# TO BE DONE
Rescale the rows below, from the line with "the <item>sea water</item>?" up to and including the last line of the rows, and give every one of those lines again, requests included. In the answers only, multiply each viewBox value and path coordinate by 0.6 and round to a whole number, with halves rounded up.
===== SUPPLIED ENTRIES
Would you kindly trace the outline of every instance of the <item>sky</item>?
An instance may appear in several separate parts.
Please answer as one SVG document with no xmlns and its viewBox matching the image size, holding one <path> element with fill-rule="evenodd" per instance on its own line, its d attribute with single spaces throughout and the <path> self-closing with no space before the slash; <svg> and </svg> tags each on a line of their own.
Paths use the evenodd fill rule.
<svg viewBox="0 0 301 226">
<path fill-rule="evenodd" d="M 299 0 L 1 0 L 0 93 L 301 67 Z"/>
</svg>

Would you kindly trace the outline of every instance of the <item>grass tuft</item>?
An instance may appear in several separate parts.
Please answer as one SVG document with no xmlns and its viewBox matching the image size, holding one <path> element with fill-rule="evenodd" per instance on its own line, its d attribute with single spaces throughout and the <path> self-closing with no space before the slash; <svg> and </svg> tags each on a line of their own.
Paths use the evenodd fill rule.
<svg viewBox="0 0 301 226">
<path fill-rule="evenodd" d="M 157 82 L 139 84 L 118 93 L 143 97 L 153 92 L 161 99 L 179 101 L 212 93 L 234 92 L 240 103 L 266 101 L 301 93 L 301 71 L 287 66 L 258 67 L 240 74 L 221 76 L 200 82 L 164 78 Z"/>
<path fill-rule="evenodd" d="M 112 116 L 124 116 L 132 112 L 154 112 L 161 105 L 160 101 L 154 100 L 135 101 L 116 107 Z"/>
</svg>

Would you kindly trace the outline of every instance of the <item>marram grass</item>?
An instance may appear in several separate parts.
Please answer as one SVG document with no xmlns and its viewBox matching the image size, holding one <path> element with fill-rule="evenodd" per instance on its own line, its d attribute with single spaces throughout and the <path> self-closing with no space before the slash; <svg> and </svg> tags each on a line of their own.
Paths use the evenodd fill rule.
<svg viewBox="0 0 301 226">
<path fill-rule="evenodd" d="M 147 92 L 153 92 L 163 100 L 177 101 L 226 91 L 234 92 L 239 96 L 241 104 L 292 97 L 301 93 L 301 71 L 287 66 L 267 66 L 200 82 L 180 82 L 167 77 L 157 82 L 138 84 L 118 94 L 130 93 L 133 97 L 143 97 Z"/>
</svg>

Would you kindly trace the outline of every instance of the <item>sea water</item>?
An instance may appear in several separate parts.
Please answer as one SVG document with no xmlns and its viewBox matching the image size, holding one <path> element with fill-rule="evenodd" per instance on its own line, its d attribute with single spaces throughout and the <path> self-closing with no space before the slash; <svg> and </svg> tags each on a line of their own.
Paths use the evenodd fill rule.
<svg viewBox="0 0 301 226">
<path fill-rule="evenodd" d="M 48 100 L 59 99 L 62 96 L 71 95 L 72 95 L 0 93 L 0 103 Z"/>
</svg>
==========
# CORRECT RESPONSE
Would you kindly trace the outline of every instance of the <item>sea water</item>?
An instance may appear in several separate parts.
Please answer as one SVG document with no xmlns and its viewBox matching the image size, holding one <path> element with fill-rule="evenodd" per instance on its own line, its d attribute with single spaces throughout and the <path> self-closing with no space before the slash; <svg> and </svg> tags each on a line of their own.
Paths use the evenodd fill rule.
<svg viewBox="0 0 181 136">
<path fill-rule="evenodd" d="M 29 60 L 35 59 L 37 58 L 43 57 L 43 57 L 0 56 L 0 62 Z"/>
</svg>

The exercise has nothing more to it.